- INSTRUCTIONS FOR THE TASK
Can you return every one of the items below word for word and character for character, leaving nothing changed?
● ● ●
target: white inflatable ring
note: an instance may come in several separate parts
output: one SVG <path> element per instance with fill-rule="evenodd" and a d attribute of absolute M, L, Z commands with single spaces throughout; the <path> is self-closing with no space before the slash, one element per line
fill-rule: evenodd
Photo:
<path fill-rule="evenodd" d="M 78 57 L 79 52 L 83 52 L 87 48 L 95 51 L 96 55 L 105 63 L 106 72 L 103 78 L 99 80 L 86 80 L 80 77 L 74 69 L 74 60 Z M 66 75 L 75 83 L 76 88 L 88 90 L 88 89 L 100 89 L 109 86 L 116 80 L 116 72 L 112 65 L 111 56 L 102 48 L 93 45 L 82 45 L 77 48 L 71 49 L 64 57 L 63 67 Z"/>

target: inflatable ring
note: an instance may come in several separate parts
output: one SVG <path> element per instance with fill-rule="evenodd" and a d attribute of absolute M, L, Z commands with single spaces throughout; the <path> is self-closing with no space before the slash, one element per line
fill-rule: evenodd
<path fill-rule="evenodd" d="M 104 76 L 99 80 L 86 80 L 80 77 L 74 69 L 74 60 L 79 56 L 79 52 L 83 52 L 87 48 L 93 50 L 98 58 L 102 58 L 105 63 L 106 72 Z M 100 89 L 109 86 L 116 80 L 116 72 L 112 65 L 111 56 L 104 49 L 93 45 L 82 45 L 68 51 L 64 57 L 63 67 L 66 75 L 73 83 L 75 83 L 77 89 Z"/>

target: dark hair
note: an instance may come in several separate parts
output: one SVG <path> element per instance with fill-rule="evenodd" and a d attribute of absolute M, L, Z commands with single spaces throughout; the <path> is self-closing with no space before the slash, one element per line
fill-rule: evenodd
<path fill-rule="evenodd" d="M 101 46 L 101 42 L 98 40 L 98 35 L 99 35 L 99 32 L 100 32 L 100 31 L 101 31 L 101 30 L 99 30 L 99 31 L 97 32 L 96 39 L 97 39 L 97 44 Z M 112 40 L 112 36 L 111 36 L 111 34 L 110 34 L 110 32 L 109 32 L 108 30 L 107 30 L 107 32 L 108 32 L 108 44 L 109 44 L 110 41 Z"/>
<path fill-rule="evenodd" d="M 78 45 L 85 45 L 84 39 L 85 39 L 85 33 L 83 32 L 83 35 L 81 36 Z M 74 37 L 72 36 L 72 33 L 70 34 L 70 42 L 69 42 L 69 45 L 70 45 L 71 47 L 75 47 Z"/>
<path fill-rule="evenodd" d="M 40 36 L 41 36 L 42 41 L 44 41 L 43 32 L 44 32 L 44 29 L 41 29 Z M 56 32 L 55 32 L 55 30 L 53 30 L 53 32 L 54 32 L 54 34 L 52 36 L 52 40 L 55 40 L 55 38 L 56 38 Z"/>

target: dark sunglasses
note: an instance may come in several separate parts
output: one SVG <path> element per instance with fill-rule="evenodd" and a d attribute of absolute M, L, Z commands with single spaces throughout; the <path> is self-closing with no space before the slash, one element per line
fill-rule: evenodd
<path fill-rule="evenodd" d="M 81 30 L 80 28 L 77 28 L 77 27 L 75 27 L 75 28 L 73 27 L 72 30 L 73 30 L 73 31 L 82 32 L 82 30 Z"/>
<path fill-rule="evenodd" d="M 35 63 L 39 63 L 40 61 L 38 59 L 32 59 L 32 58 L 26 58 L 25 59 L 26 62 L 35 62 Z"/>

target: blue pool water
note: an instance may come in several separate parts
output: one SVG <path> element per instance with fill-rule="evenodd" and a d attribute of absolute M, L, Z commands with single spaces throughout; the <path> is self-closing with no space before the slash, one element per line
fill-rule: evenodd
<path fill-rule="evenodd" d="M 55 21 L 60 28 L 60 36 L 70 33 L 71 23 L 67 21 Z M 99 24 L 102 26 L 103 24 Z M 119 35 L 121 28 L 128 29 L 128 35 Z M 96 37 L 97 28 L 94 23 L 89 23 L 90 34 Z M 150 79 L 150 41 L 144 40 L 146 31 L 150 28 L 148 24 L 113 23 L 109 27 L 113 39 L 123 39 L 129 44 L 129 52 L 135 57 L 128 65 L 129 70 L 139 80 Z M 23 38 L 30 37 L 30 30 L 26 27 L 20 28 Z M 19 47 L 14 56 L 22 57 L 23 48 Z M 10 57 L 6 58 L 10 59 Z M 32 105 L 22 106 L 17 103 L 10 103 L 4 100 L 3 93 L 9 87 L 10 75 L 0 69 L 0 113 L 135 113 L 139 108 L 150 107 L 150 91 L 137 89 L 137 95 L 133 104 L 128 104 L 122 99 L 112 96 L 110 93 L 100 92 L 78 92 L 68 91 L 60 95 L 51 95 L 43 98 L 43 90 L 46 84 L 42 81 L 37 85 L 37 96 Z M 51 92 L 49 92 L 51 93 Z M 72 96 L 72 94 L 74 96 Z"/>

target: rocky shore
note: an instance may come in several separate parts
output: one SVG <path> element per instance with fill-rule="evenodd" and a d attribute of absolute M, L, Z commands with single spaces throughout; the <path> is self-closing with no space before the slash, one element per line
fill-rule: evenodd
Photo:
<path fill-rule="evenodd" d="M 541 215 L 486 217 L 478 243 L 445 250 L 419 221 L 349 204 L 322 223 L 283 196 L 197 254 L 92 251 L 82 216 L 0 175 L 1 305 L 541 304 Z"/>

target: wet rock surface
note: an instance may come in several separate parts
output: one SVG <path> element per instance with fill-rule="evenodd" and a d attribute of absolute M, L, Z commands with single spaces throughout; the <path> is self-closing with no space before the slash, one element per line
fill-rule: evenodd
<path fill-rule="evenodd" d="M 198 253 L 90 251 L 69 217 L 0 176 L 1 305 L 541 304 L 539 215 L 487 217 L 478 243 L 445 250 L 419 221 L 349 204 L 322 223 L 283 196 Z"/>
● ● ●
- RESPONSE TO THE EXERCISE
target: white inflatable ring
note: an instance may come in several separate parts
output: one SVG <path> element per instance with fill-rule="evenodd" and a d attribute of absolute M, L, Z commands with single spaces throughout; the <path> is self-closing with no space before the slash, one element per line
fill-rule: evenodd
Photo:
<path fill-rule="evenodd" d="M 78 57 L 79 52 L 83 52 L 87 48 L 95 51 L 96 55 L 105 63 L 106 72 L 103 78 L 99 80 L 86 80 L 80 77 L 74 69 L 74 60 Z M 66 75 L 75 83 L 76 88 L 88 90 L 88 89 L 100 89 L 109 86 L 116 80 L 116 72 L 112 65 L 111 56 L 102 48 L 93 45 L 82 45 L 77 48 L 71 49 L 64 57 L 63 67 Z"/>

target: inflatable ring
note: an instance may come in several separate parts
output: one SVG <path> element per instance with fill-rule="evenodd" and a d attribute of absolute M, L, Z commands with single spaces throughout; the <path> is self-closing with no space before the slash, one element per line
fill-rule: evenodd
<path fill-rule="evenodd" d="M 104 76 L 99 80 L 86 80 L 80 77 L 74 69 L 74 60 L 79 56 L 79 52 L 83 52 L 87 48 L 93 50 L 98 58 L 102 58 L 105 63 L 106 72 Z M 100 89 L 109 86 L 116 80 L 116 72 L 112 65 L 111 56 L 104 49 L 93 45 L 82 45 L 68 51 L 64 57 L 63 67 L 66 75 L 73 83 L 75 83 L 77 89 Z"/>

target: dark hair
note: an instance may come in several separate parts
output: one SVG <path> element per instance with fill-rule="evenodd" and a d attribute of absolute M, L, Z commands with single spaces throughout; the <path> is self-closing with no space before the slash, one element per line
fill-rule: evenodd
<path fill-rule="evenodd" d="M 101 46 L 101 42 L 98 40 L 98 35 L 99 35 L 99 32 L 100 32 L 100 31 L 101 31 L 101 30 L 99 30 L 99 31 L 97 32 L 96 39 L 97 39 L 97 44 Z M 112 40 L 112 36 L 111 36 L 111 34 L 110 34 L 110 32 L 109 32 L 108 30 L 107 30 L 107 32 L 108 32 L 108 44 L 109 44 L 110 41 Z"/>
<path fill-rule="evenodd" d="M 78 45 L 85 45 L 84 39 L 85 39 L 85 33 L 83 32 L 83 35 L 81 36 Z M 74 37 L 72 36 L 72 33 L 70 34 L 70 42 L 69 42 L 69 45 L 70 45 L 71 47 L 75 47 Z"/>
<path fill-rule="evenodd" d="M 40 36 L 41 36 L 42 41 L 44 41 L 43 32 L 44 32 L 44 29 L 41 29 Z M 56 32 L 55 32 L 55 30 L 53 30 L 53 32 L 54 32 L 54 34 L 52 36 L 52 40 L 55 40 L 55 38 L 56 38 Z"/>

target: dark sunglasses
note: an instance may come in several separate parts
output: one SVG <path> element per instance with fill-rule="evenodd" and a d attribute of absolute M, L, Z commands with single spaces throughout; the <path> is self-closing with no space before the slash, one element per line
fill-rule: evenodd
<path fill-rule="evenodd" d="M 81 30 L 80 28 L 77 28 L 77 27 L 75 27 L 75 28 L 73 27 L 72 30 L 73 30 L 73 31 L 82 32 L 82 30 Z"/>
<path fill-rule="evenodd" d="M 35 63 L 39 63 L 40 61 L 38 59 L 32 59 L 32 58 L 26 58 L 25 59 L 26 62 L 35 62 Z"/>

target: blue pool water
note: an instance may come in several separate parts
output: one SVG <path> element per instance with fill-rule="evenodd" and a d attribute of absolute M, L, Z commands with single spaces throughout; the <path> is self-closing with no space before the slash, one element per line
fill-rule: evenodd
<path fill-rule="evenodd" d="M 55 21 L 60 28 L 60 36 L 70 33 L 71 23 L 67 21 Z M 99 24 L 102 26 L 103 24 Z M 119 35 L 121 28 L 128 29 L 128 35 Z M 96 37 L 97 28 L 94 23 L 89 23 L 90 34 Z M 150 79 L 150 41 L 144 40 L 146 31 L 150 28 L 148 24 L 113 23 L 109 27 L 113 39 L 123 39 L 129 44 L 129 52 L 135 57 L 128 65 L 129 70 L 139 80 Z M 23 38 L 30 37 L 30 30 L 26 27 L 20 28 Z M 19 47 L 14 56 L 22 57 L 23 48 Z M 10 57 L 6 58 L 10 59 Z M 32 105 L 22 106 L 17 103 L 10 103 L 4 100 L 3 93 L 9 87 L 10 75 L 0 69 L 0 113 L 135 113 L 139 108 L 150 107 L 150 91 L 137 89 L 137 95 L 133 104 L 128 104 L 122 99 L 112 96 L 110 93 L 100 92 L 78 92 L 68 91 L 60 95 L 51 95 L 43 98 L 43 90 L 46 84 L 42 81 L 37 85 L 37 96 Z M 51 92 L 49 92 L 51 93 Z M 72 96 L 72 94 L 74 96 Z"/>

target: rocky shore
note: an instance may come in several separate parts
output: one SVG <path> element per instance with fill-rule="evenodd" and a d attribute of absolute M, L, Z commands with single spaces throughout; the <path> is self-closing with no space before the slash, one element per line
fill-rule: evenodd
Photo:
<path fill-rule="evenodd" d="M 541 215 L 486 217 L 478 243 L 445 250 L 419 221 L 349 204 L 322 223 L 283 196 L 197 254 L 92 251 L 82 216 L 0 175 L 1 305 L 541 304 Z"/>

target: wet rock surface
note: an instance may come in several separate parts
output: one SVG <path> element per instance with fill-rule="evenodd" and a d attribute of absolute M, L, Z commands with single spaces throughout; the <path> is self-closing with no space before the slash, one element per line
fill-rule: evenodd
<path fill-rule="evenodd" d="M 198 253 L 90 251 L 69 217 L 0 176 L 1 305 L 541 304 L 539 215 L 487 217 L 478 243 L 445 250 L 419 221 L 349 204 L 322 223 L 283 196 Z"/>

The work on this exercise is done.